KETUA Dewan Perwakilan Rakyat (DPR) Puan Maharani menyerukan kepada masyarakat untuk terus mengawal dan mengawasi kinerja parlemen. Pernyataan ini disampaikan Puan menyikapi gelombang kritik publik terkait tunjangan perumahan bagi anggota DPR yang mencapai Rp 50 juta per bulan, sebuah polemik yang kini menjadi sorotan luas.
Pilihan editor: Komnas HAM Turun Tangan Menengahi Kisruh Guru Besar UGM
Puan, politikus senior dari Partai Demokrasi Indonesia Perjuangan, menegaskan bahwa parlemen terbuka untuk melakukan evaluasi atas polemik tunjangan rumah dinas yang dinilai terlalu besar ini. “Tolong selalu awasi kinerja dari kami di DPR, kalau kemudian ada hal-hal yang memang dianggap masih belum sempurna, masih terlalu berlebihan, tentu saja kami akan mengevaluasi hal tersebut,” ujar Puan Maharani di kompleks parlemen, Senayan, Jakarta Pusat, pada Kamis, 21 Agustus 2025.
Puan turut menjelaskan bahwa besaran tunjangan perumahan sebesar Rp 50 juta untuk 580 anggota DPR yang berasal dari 38 provinsi tersebut telah melalui kajian mendalam. Ia menekankan bahwa angka tersebut telah disesuaikan dengan kondisi dan harga properti yang berlaku di Jakarta, mengingat lokasi kantor DPR berada di ibu kota. “Itu sudah dikaji dengan sebaik-baiknya, sesuai dengan kondisi ataupun harga yang ada di Jakarta karena kan kantornya ada di Jakarta,” tambahnya.

» Persyaratan Tugas
1) Susun baris-baris listing, mulai dari baris yang memuat "A colleague bet me the dark" sampai baris yang memuat "[57,180,207,370]" (keduanya ikut), sebagai daftar JSON berisi string dengan satu string untuk tiap baris dan tanpa baris kosong.
2) Lanjutkan kutipan berita tentang tunjangan perumahan DPR dari kalimat terakhirnya.
Kutipan berita tentang tunjangan perumahan DPR di atas tidak berkaitan dengan listing yang menyusul.

» Entri Data

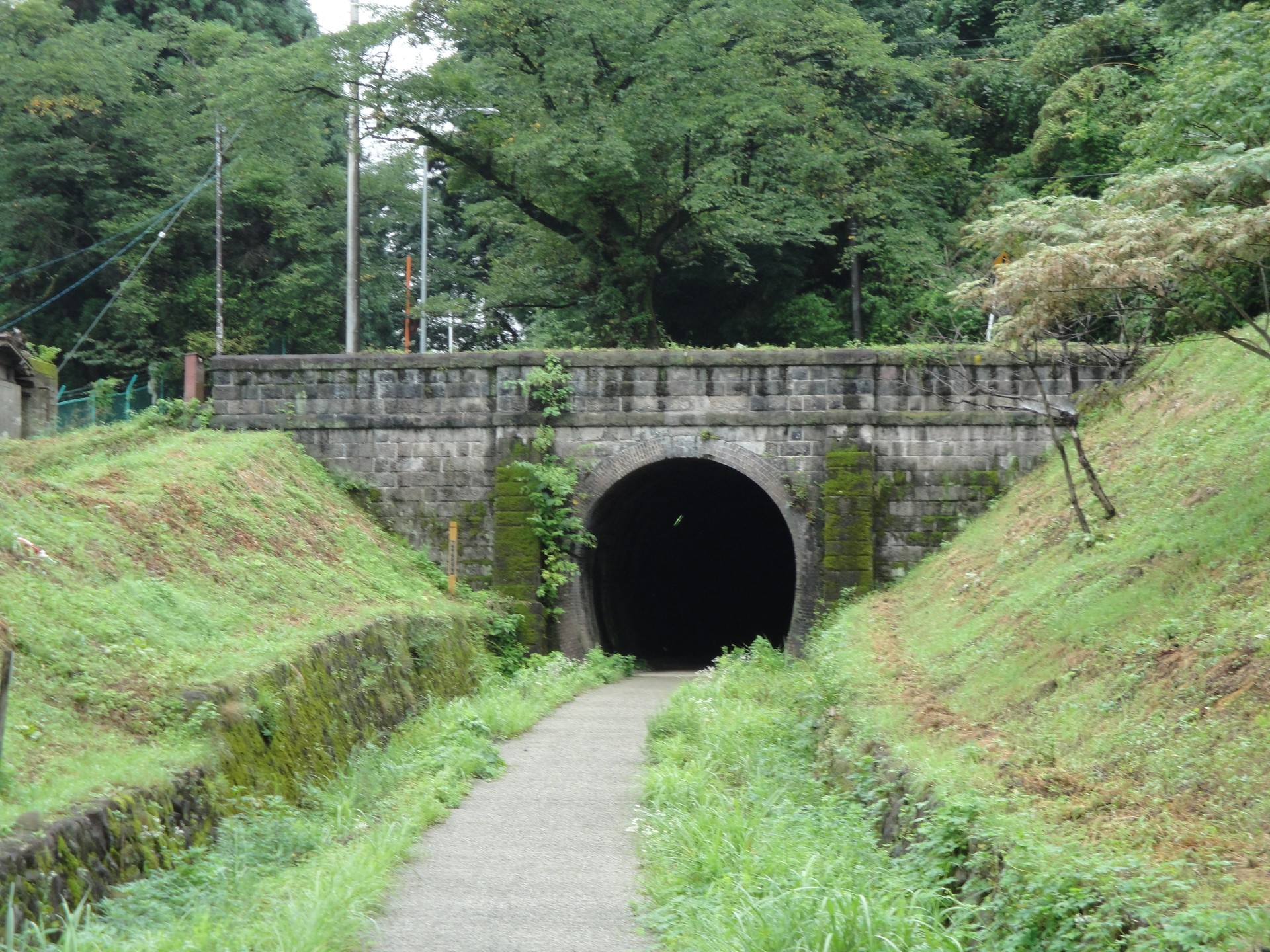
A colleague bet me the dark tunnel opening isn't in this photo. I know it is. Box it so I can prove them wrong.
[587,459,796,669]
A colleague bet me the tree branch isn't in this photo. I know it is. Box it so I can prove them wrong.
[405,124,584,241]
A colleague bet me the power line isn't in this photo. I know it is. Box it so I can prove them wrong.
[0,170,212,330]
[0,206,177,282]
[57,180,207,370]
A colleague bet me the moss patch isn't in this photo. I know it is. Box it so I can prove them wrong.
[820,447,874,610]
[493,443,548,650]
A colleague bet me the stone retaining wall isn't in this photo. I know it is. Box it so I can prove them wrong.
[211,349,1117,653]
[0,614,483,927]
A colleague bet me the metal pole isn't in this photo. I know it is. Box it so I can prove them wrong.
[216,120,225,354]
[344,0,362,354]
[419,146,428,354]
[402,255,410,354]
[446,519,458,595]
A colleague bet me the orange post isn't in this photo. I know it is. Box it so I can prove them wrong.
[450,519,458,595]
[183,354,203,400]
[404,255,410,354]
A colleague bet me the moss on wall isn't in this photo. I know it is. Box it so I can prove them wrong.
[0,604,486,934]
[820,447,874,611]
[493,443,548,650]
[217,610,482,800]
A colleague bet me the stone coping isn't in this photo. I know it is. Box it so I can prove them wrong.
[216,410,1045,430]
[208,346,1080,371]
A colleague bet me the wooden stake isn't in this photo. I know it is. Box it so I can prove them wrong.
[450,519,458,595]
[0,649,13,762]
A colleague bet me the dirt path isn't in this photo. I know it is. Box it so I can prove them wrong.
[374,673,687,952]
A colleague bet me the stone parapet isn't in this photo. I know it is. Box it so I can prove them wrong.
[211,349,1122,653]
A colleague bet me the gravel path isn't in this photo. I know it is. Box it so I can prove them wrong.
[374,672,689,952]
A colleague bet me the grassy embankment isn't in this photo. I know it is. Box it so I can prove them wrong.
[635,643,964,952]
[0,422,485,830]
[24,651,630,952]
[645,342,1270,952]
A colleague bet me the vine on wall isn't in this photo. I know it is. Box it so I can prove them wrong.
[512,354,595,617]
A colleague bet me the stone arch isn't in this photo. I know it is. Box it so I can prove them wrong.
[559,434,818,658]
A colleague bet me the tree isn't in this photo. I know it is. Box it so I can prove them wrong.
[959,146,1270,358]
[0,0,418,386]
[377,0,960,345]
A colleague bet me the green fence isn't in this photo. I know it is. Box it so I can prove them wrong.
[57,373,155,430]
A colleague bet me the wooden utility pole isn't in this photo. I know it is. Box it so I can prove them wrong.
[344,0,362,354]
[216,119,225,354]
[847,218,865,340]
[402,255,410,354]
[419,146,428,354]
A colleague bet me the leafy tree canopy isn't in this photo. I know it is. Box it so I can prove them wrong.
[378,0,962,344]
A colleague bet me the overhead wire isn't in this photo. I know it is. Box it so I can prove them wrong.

--

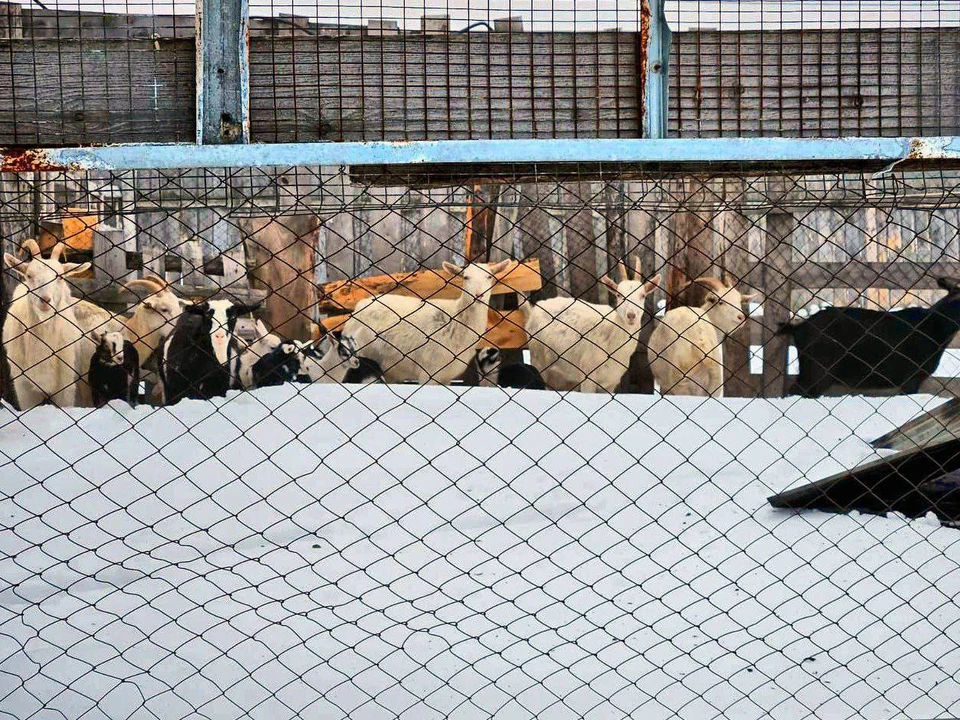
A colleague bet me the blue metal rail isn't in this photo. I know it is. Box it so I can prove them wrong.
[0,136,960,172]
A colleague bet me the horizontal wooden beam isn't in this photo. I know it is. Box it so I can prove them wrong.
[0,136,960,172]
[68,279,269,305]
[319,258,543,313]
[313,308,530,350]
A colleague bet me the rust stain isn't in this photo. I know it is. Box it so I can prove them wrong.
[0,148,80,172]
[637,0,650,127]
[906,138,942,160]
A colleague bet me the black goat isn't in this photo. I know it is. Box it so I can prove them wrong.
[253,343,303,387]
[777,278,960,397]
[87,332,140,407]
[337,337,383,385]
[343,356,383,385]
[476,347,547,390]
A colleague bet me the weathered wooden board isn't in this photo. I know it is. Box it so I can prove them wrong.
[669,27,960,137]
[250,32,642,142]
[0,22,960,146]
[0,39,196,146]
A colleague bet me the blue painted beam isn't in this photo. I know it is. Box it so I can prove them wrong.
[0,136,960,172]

---

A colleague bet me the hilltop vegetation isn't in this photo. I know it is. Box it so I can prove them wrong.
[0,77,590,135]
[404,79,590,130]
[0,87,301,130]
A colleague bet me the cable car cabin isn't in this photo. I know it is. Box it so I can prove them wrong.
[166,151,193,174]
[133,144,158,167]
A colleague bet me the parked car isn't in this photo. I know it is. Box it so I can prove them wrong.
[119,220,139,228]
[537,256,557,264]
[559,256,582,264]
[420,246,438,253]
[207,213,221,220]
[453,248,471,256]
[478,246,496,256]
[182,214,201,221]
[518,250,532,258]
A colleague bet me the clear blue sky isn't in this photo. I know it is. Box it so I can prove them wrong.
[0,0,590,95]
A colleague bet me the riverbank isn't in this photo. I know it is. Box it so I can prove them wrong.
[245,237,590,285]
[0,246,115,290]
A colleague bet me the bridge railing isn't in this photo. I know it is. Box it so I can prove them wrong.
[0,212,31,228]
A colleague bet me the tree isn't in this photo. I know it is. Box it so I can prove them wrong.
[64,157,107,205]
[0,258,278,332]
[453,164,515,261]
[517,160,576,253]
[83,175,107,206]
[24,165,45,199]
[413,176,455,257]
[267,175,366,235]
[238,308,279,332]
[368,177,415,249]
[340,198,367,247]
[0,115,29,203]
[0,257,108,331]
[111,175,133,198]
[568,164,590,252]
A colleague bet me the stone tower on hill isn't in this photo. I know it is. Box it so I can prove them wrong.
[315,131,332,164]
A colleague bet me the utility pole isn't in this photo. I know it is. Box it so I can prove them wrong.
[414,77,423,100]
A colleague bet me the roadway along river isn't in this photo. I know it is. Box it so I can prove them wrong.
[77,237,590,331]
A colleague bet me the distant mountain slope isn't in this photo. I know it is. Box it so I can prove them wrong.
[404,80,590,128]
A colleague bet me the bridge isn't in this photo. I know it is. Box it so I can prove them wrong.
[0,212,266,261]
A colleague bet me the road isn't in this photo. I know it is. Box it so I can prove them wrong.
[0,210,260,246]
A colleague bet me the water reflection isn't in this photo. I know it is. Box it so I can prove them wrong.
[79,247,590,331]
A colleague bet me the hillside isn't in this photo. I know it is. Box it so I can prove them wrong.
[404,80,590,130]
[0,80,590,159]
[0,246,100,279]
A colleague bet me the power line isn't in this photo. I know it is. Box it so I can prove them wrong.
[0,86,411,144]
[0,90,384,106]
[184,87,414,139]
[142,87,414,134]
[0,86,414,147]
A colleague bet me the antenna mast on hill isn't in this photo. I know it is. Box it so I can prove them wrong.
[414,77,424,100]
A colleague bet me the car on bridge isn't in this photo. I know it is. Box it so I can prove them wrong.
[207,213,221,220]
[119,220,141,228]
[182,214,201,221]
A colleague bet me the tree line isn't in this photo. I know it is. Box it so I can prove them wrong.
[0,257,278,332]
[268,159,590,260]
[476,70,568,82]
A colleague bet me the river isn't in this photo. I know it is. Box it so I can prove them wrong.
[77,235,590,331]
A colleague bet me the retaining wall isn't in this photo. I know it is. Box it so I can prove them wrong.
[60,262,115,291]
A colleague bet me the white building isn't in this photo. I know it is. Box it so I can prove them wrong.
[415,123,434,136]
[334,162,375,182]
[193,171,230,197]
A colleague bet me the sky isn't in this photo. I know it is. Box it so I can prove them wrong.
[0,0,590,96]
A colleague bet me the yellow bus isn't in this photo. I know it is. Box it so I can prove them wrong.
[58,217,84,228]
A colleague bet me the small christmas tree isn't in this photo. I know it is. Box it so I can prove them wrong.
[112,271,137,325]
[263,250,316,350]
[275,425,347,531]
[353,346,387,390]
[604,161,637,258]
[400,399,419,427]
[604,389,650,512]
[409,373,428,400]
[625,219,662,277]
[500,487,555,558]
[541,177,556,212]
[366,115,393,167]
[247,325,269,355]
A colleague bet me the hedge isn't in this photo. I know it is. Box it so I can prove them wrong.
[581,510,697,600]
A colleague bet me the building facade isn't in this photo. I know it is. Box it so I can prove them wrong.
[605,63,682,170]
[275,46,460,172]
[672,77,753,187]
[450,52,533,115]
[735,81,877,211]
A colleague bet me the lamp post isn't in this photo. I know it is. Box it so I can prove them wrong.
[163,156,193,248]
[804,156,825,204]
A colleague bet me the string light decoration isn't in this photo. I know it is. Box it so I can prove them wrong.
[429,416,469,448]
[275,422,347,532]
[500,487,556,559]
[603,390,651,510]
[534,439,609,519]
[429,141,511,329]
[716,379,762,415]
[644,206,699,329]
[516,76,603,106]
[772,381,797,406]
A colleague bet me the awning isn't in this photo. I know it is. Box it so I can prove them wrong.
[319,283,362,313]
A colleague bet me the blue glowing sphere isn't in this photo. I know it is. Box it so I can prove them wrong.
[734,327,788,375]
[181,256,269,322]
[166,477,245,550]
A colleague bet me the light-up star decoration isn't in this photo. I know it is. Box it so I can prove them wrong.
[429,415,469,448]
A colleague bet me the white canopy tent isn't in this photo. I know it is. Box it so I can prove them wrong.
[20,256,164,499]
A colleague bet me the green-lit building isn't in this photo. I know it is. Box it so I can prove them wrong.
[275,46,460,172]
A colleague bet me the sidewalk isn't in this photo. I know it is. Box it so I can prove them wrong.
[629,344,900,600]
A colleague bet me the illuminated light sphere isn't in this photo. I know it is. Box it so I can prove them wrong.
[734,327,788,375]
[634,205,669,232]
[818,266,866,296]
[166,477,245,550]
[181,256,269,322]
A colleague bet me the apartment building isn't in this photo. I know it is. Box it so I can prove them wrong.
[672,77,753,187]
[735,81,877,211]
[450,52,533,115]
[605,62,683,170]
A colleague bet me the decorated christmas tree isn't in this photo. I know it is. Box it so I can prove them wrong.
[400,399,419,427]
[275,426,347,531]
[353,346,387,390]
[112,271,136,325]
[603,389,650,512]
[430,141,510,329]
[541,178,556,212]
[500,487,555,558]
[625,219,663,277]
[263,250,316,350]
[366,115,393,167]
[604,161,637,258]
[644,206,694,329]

» Soal Terselesaikan
1)
[
  "A colleague bet me the dark tunnel opening isn't in this photo. I know it is. Box it so I can prove them wrong.",
  "[587,459,796,669]",
  "A colleague bet me the tree branch isn't in this photo. I know it is. Box it so I can prove them wrong.",
  "[405,124,584,241]",
  "A colleague bet me the power line isn't in this photo. I know it is. Box it so I can prove them wrong.",
  "[0,170,212,330]",
  "[0,206,177,282]",
  "[57,180,207,370]"
]

2)
Belakangan ini, publik memang hangat memperbincangkan tambahan tunjangan rumah dinas bagi anggota DPR periode 2024-2029 yang mencapai puluhan juta rupiah per bulan. Isu ini mencuat setelah lebih dari 500 anggota dewan menerima fasilitas tersebut.
Menurut penjelasan Sekretaris Jenderal DPR, Indra Iskandar, pemberian tunjangan perumahan ini merupakan kompensasi lantaran legislator Senayan tidak lagi memperoleh fasilitas rumah jabatan anggota (RJA). Sejak dilantik pada Oktober 2024, RJA dialihkan menjadi tunjangan rumah senilai Rp 50 juta per bulan. Tunjangan ini kemudian masuk dalam komponen gaji bulanan, sehingga secara otomatis meningkatkan penghasilan para wakil rakyat.
Indra Iskandar lebih lanjut menerangkan bahwa kondisi fisik rumah jabatan yang berlokasi di Kalibata, Jakarta Selatan, dinilai sudah tidak layak huni dan tidak lagi ekonomis untuk dipertahankan. Biaya pemeliharaan yang membengkak disebut-sebut tidak sepadan dengan manfaatnya. “Kami banyak menerima keluhan dari anggota DPR RI terkait dengan bangunan yang sudah berusia tua dan sering mengalami kerusakan yang cukup parah, terutama bocoran dan air hujan dari sungai yang melintasi tengah-tengah perumahan juga,” ungkap Indra saat dihubungi pada Senin, 18 Agustus 2025.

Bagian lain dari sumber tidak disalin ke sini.